Gösterilen Yazı:
▼
Batılıların Sorumluluğu
Title:
Batılıların Sorumluluğu
Source:
Ulus, "Günün Işığında" s. 3
Date:
1956-11-18
Location:
Atatürk Kitaplığı, 152/33
Text:
GÜNÜN IŞIĞINDA
Batılıların sorumluluğu
İkinci Dünha Harbinden sonra İngiltere'nin Hindistan ve Pakistan'a bağımsıklıklarını tanımamış olduğunu düşünün! Bugün Kuzey Afrika'da, yakın zamana kadar da Güneydoğu Asya'da Fransa'nın karşılaştığı durumla, hattâ belki öyle bir durumun daha ağırı ile, İngiltere'de hiç şüphesiz, Hind yarımadasında karşılaşacaktı. Komünistler bu yarımadada en geniş tahrikçilik imkânlarını bulacaklardı.
Oysa, İngiltere ve Birleşik Amerika ile zaman zaman aralarında beliren görüş ayrılıklarına rağmen, Hindistan'la Pakistan bugün, Komünist nüfuzunun Güney Asya'da üstünlük kazanmasma karşı, kendi başlarına, en büyük engel hâline gelmişlerdir.
İngiltere bu iki memlekete ergeç bağımsızlıklarını vermek zorunda kalacaktı. Daha bu zorunluluk anı gelmeden harekete geçip bağımsızlıklarını tanımakla, İngiltere, bu iki memleket halkına, müstemleke idaresinin acılarını kolaylıkla unutturup, onları gönüllü birer müttefik, hattâ müttefikten de yakın birer ortak olarak, kendi safına bağlamağa muvaffak oldu.
▲
Verilen Liste:
▼
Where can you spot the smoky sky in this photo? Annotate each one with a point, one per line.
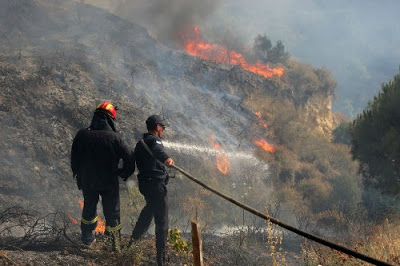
(356, 40)
(165, 19)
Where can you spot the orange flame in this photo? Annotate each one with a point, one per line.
(265, 145)
(222, 160)
(220, 54)
(260, 120)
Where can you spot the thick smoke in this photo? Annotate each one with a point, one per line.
(165, 19)
(340, 35)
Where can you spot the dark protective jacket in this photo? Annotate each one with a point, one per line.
(149, 167)
(96, 153)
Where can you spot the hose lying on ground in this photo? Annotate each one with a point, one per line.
(288, 227)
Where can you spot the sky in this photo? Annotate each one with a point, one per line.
(357, 40)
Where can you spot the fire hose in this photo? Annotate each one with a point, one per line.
(281, 224)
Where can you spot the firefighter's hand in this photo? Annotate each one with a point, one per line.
(78, 182)
(169, 162)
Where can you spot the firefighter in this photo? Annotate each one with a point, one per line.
(151, 161)
(95, 159)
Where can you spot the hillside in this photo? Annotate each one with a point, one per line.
(59, 59)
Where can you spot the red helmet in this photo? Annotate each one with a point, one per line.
(108, 109)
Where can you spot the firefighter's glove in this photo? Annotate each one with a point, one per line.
(78, 181)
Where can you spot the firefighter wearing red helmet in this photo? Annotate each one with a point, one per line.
(95, 156)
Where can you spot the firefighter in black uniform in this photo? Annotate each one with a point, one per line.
(95, 156)
(153, 178)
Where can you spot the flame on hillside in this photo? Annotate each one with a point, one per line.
(260, 119)
(220, 54)
(262, 143)
(100, 228)
(222, 160)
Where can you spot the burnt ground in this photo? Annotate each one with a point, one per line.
(69, 251)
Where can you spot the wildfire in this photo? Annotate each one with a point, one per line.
(100, 228)
(222, 160)
(220, 54)
(260, 119)
(265, 145)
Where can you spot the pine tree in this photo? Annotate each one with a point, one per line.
(376, 139)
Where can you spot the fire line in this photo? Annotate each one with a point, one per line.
(220, 54)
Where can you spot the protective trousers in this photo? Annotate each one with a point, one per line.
(155, 194)
(111, 210)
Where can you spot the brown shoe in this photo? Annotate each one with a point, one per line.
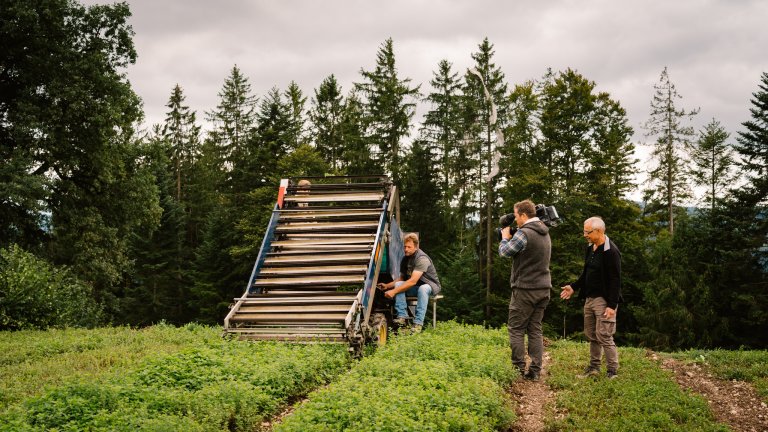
(589, 372)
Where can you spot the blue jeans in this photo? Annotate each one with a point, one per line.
(422, 293)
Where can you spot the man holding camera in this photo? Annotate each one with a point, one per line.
(530, 248)
(600, 286)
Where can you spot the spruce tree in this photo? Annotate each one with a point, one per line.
(486, 110)
(441, 131)
(669, 177)
(182, 135)
(389, 103)
(327, 116)
(358, 157)
(713, 163)
(752, 147)
(296, 101)
(233, 120)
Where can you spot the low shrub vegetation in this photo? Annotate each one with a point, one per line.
(642, 398)
(210, 385)
(742, 365)
(447, 379)
(33, 360)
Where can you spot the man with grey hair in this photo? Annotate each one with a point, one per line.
(600, 286)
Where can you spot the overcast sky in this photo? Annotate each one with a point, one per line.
(715, 51)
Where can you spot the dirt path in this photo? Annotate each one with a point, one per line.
(734, 403)
(532, 399)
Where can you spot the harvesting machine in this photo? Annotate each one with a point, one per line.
(322, 255)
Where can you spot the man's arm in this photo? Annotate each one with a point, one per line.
(405, 285)
(567, 291)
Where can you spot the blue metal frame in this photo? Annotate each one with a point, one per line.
(266, 244)
(368, 284)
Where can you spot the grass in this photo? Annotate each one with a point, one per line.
(742, 365)
(642, 398)
(452, 378)
(158, 379)
(33, 361)
(455, 377)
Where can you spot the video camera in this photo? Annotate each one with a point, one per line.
(545, 213)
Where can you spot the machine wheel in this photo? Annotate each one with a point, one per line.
(379, 329)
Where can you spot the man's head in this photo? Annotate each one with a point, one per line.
(594, 230)
(524, 210)
(410, 243)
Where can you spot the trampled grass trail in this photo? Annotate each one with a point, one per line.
(453, 378)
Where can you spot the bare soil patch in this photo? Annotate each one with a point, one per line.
(735, 403)
(532, 400)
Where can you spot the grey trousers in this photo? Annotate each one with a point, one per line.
(599, 332)
(526, 311)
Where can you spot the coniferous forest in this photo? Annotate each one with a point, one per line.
(103, 222)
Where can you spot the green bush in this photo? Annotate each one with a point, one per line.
(36, 294)
(449, 379)
(212, 385)
(642, 398)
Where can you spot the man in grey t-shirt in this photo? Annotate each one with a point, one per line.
(418, 278)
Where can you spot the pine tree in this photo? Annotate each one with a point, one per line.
(567, 111)
(296, 101)
(713, 163)
(358, 158)
(669, 178)
(182, 134)
(753, 147)
(327, 116)
(441, 131)
(486, 109)
(234, 120)
(389, 104)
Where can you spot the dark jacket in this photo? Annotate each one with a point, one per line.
(611, 274)
(530, 267)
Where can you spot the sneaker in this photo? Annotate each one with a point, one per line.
(590, 371)
(531, 376)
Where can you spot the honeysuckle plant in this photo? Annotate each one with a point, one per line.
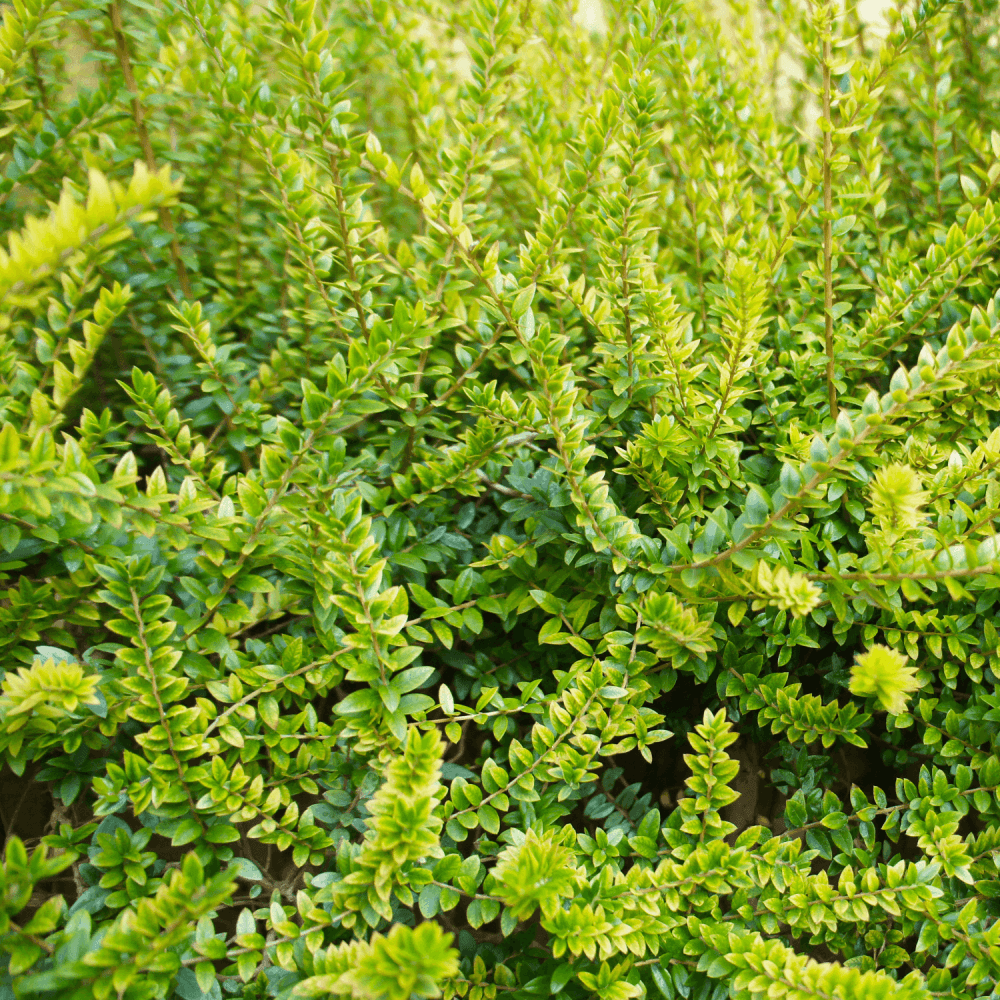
(499, 499)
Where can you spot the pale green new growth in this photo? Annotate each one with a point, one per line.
(496, 509)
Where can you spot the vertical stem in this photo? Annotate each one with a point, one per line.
(831, 387)
(142, 133)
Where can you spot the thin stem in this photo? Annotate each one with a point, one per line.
(831, 387)
(142, 133)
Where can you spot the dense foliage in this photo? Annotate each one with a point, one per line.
(495, 508)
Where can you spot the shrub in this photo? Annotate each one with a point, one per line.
(497, 509)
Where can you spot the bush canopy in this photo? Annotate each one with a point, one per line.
(495, 505)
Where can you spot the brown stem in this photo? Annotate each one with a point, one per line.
(831, 388)
(142, 133)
▲
Görev A:
Listede "Where can you spot the sneaker" ifadesinin geçtiği satırdan listenin sonuna kadar, iki uç da dahil olmak üzere, satırları JSON dizisine dönüştür; her satır ayrı bir dize olsun. Boş satırları ve resimleri çıktıya koyma.
Görev B:
Batılıların sorumluluğunu anlatan yazıyı kaldığı yerden sürdür.

Beklenen Çıktı A:
[
  "Where can you spot the sneaker in this photo? Annotate each one with a point, one per line.",
  "(590, 371)",
  "(531, 376)",
  "Where can you spot the honeysuckle plant in this photo? Annotate each one with a point, one per line.",
  "(499, 499)",
  "Where can you spot the pale green new growth in this photo? Annotate each one with a point, one per line.",
  "(496, 509)",
  "Where can you spot the vertical stem in this photo? Annotate each one with a point, one per line.",
  "(831, 387)",
  "(142, 133)",
  "Where can you spot the thin stem in this photo? Annotate each one with a point, one per line.",
  "(831, 387)",
  "(142, 133)",
  "Where can you spot the dense foliage in this photo? Annotate each one with a point, one per line.",
  "(495, 508)",
  "Where can you spot the shrub in this photo? Annotate each one with a point, one per line.",
  "(497, 509)",
  "Where can you spot the bush canopy in this photo? Annotate each one with a point, one per line.",
  "(495, 505)",
  "Where can you spot the brown stem in this photo? Annotate each one with a point, one per line.",
  "(831, 388)",
  "(142, 133)"
]

Beklenen Çıktı B:
Dünyanın en büyük İmparatorluğunu, bu imparatorluğu kuran memlekete en az maddî zarar verebilecek, manevî zararsa hiç vermeyecek, tersine, büyük prestij sağlayacak bir usûlle tasfiye etme yolundaki bir denemeden bu derecede başarılı, bir sonuç alınmış olduğu hâlde, neden Fransızların da, toz kondurmadıkları zekâlarına rağmen, bu usûlü benimsemekten bu kadar çekindiklerini anlıyabilmek çok zordur.
Bizzat İngiltere'nin, Hindistan ve Pakistan'a karşı gösterdiği anlayışı, bu iki memlekete karşı davranışındaki tedbirliliği, Ortadoğu'da niçin göstermediğini, niçin bu bölgedeki tavizlerini hep çaresiz kaldıktan, iş işten geçtikten, prentijini kurtarma ve menfaatlerini koruma imkânları çok zayıfladıktan sonra verdiğini anlamak ta bir o kadar zordur.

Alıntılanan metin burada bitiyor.